## STATED GOAL:
Exclude the pictures, then copy all remaining records exactly.

## EXERCISE DATA:
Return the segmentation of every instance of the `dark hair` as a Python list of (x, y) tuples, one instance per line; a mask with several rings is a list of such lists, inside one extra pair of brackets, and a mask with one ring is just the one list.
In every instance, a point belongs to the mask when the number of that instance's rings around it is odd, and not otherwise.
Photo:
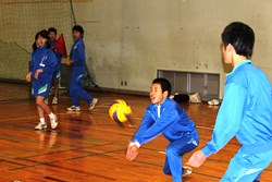
[(54, 33), (54, 34), (57, 34), (57, 29), (55, 29), (54, 27), (48, 28), (47, 32), (48, 32), (48, 34), (49, 34), (49, 33)]
[(237, 54), (247, 58), (252, 56), (255, 33), (248, 25), (242, 22), (233, 22), (225, 27), (221, 37), (224, 47), (231, 44)]
[(160, 84), (162, 93), (169, 92), (168, 97), (171, 95), (171, 84), (168, 80), (163, 77), (157, 77), (153, 80), (152, 84)]
[(72, 32), (74, 32), (74, 31), (81, 33), (82, 36), (83, 36), (83, 34), (84, 34), (84, 29), (83, 29), (83, 27), (82, 27), (81, 25), (74, 25)]
[[(34, 51), (37, 49), (36, 40), (39, 38), (39, 36), (46, 38), (47, 40), (49, 39), (49, 37), (48, 37), (48, 32), (47, 32), (46, 29), (42, 29), (42, 31), (38, 32), (38, 33), (35, 35), (35, 41), (34, 41), (34, 44), (33, 44), (33, 50), (34, 50)], [(50, 46), (50, 44), (49, 44), (48, 41), (46, 43), (46, 48), (51, 49), (51, 46)]]

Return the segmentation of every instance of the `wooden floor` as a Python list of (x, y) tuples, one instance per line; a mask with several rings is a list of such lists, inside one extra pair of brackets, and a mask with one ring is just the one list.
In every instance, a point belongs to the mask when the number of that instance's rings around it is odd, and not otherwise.
[[(51, 106), (58, 113), (59, 129), (34, 131), (38, 123), (34, 100), (0, 102), (0, 181), (24, 182), (171, 182), (164, 175), (164, 148), (168, 142), (159, 136), (144, 145), (135, 161), (127, 161), (124, 150), (137, 129), (148, 97), (95, 93), (99, 104), (94, 111), (66, 112), (67, 97), (61, 97), (60, 105)], [(108, 108), (114, 99), (122, 98), (134, 110), (133, 121), (123, 128), (112, 122)], [(183, 107), (196, 122), (200, 134), (200, 146), (209, 139), (218, 107), (206, 104)], [(48, 121), (48, 120), (47, 120)], [(208, 158), (206, 163), (184, 179), (185, 182), (217, 182), (223, 175), (227, 163), (239, 145), (231, 141), (219, 154)], [(184, 156), (187, 161), (190, 154)], [(272, 167), (262, 174), (261, 182), (271, 182)]]

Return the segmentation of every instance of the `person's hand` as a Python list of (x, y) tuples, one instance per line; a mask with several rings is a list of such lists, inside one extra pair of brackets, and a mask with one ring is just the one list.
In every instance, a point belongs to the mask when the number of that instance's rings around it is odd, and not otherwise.
[(186, 162), (186, 165), (198, 168), (205, 162), (206, 159), (207, 159), (207, 157), (205, 156), (203, 151), (201, 149), (199, 149), (190, 156), (190, 158), (189, 158), (188, 162)]
[(42, 71), (41, 69), (38, 69), (38, 70), (36, 71), (35, 75), (34, 75), (34, 77), (35, 77), (36, 80), (38, 80), (39, 74), (42, 73), (42, 72), (44, 72), (44, 71)]
[(134, 160), (138, 155), (138, 149), (136, 145), (128, 146), (126, 149), (126, 159), (129, 161)]
[(65, 59), (65, 64), (66, 65), (71, 65), (73, 63), (73, 60), (72, 59)]
[(26, 76), (25, 76), (25, 80), (26, 82), (32, 82), (32, 72), (29, 72)]

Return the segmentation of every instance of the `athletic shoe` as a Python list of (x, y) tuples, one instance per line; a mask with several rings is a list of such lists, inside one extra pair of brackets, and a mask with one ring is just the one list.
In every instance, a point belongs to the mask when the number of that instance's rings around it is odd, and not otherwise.
[(45, 101), (45, 104), (46, 104), (46, 105), (48, 105), (48, 98), (45, 98), (45, 100), (44, 100), (44, 101)]
[(66, 108), (69, 111), (79, 111), (81, 107), (79, 106), (72, 106), (70, 108)]
[(91, 104), (89, 104), (89, 110), (92, 110), (96, 107), (97, 101), (98, 101), (97, 98), (92, 99)]
[(35, 126), (35, 130), (44, 130), (47, 129), (47, 124), (41, 124), (41, 122), (38, 123), (38, 125)]
[(58, 105), (58, 98), (57, 97), (53, 97), (52, 105)]
[(212, 100), (208, 101), (208, 105), (217, 106), (217, 105), (219, 105), (219, 100), (212, 99)]
[(191, 174), (193, 170), (190, 167), (183, 167), (183, 177)]
[(57, 118), (57, 116), (54, 116), (54, 118), (50, 118), (50, 123), (51, 123), (52, 129), (55, 129), (58, 126), (58, 118)]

## EXERCISE ANSWER:
Return the segmentation of every instance of the `dark hair` as a Python list of (x, y) tuples, one instance per line; a mask with several rings is a list of such lists, inside one extra pair of brackets, and a mask with one ring is just the one list.
In every instance, a point belongs to the mask when the number of that instance's rings around it is odd, and not otherwise.
Photo:
[(54, 33), (54, 34), (57, 34), (57, 29), (55, 29), (54, 27), (48, 28), (47, 32), (48, 32), (48, 34), (49, 34), (49, 33)]
[(237, 54), (247, 58), (252, 56), (255, 33), (248, 25), (242, 22), (233, 22), (225, 27), (221, 37), (224, 47), (231, 44)]
[(160, 84), (162, 93), (169, 92), (168, 97), (171, 95), (171, 84), (168, 80), (163, 77), (157, 77), (153, 80), (152, 84)]
[(72, 32), (74, 32), (74, 31), (81, 33), (82, 36), (83, 36), (83, 34), (84, 34), (84, 29), (83, 29), (83, 27), (82, 27), (81, 25), (74, 25)]
[[(34, 51), (37, 49), (36, 40), (39, 38), (39, 36), (46, 38), (47, 40), (49, 39), (49, 37), (48, 37), (48, 32), (47, 32), (46, 29), (42, 29), (42, 31), (38, 32), (38, 33), (35, 35), (35, 41), (34, 41), (34, 44), (33, 44), (33, 50), (34, 50)], [(50, 46), (50, 44), (49, 44), (48, 41), (46, 43), (46, 48), (51, 49), (51, 46)]]

Return the segmentation of every instance of the `wooden floor` as a Python list of (x, y) tuples, one instance per line; a mask with several rings is a list of such lists, inside one extra pair of brackets, and a mask with one ring is just the one list.
In every instance, a point belongs to the mask when the number of that instance's rings around it is odd, and not otherwise.
[[(51, 106), (58, 113), (59, 129), (34, 131), (38, 123), (34, 100), (0, 102), (0, 181), (24, 182), (171, 182), (164, 175), (164, 148), (168, 142), (159, 136), (144, 145), (135, 161), (127, 161), (124, 150), (137, 129), (148, 97), (95, 93), (99, 104), (94, 111), (66, 112), (67, 97), (61, 97), (60, 105)], [(108, 108), (114, 99), (122, 98), (134, 110), (133, 121), (123, 128), (112, 122)], [(183, 107), (196, 122), (200, 134), (200, 146), (209, 139), (218, 107), (206, 104)], [(48, 121), (48, 120), (47, 120)], [(208, 158), (206, 163), (184, 179), (185, 182), (217, 182), (223, 175), (227, 163), (239, 145), (231, 141), (219, 154)], [(184, 156), (187, 161), (190, 154)], [(272, 167), (262, 174), (261, 182), (271, 182)]]

Return the segmentation of every instance of the `person's hand` as a Python list of (x, y) tuples, one instance per line; a mask with several rings is a list of such lists, inside one extra pair of brackets, and a mask with one ring is just the one list.
In every instance, a point belongs to the mask when the number of that instance's rings around it is odd, and not otherwise.
[(186, 162), (186, 165), (198, 168), (205, 162), (206, 159), (207, 159), (207, 157), (205, 156), (203, 151), (201, 149), (199, 149), (190, 156), (190, 158), (189, 158), (188, 162)]
[(42, 71), (41, 69), (38, 69), (38, 70), (36, 71), (35, 75), (34, 75), (34, 77), (35, 77), (36, 80), (38, 80), (39, 74), (42, 73), (42, 72), (44, 72), (44, 71)]
[(134, 160), (138, 155), (138, 149), (136, 145), (128, 146), (126, 149), (126, 159), (129, 161)]
[(65, 59), (65, 64), (66, 65), (71, 65), (73, 63), (73, 60), (72, 59)]
[(26, 76), (25, 76), (25, 80), (26, 82), (32, 82), (32, 72), (29, 72)]

Return the segmentation of every instance of the `athletic shoe` as a Python list of (x, y) tuples, one instance per line; a mask with several rings is a list of such lists, inside one extra pair of brackets, and a mask with one ring is just the one list.
In every instance, a point belongs to the mask when the number of that instance's rings around it is odd, and not otherwise.
[(45, 101), (45, 104), (46, 104), (46, 105), (48, 105), (48, 98), (45, 98), (45, 100), (44, 100), (44, 101)]
[(66, 108), (69, 111), (79, 111), (81, 107), (79, 106), (72, 106), (70, 108)]
[(91, 104), (89, 104), (89, 110), (92, 110), (96, 107), (97, 101), (98, 101), (97, 98), (92, 99)]
[(35, 126), (35, 130), (44, 130), (47, 129), (47, 124), (41, 124), (41, 122), (38, 123), (38, 125)]
[(58, 105), (58, 98), (57, 97), (53, 97), (52, 105)]
[(212, 100), (208, 101), (208, 105), (217, 106), (217, 105), (219, 105), (219, 100), (212, 99)]
[(191, 174), (193, 170), (190, 167), (183, 167), (183, 177)]
[(57, 118), (57, 116), (54, 116), (54, 118), (50, 118), (50, 123), (51, 123), (52, 129), (55, 129), (58, 126), (58, 118)]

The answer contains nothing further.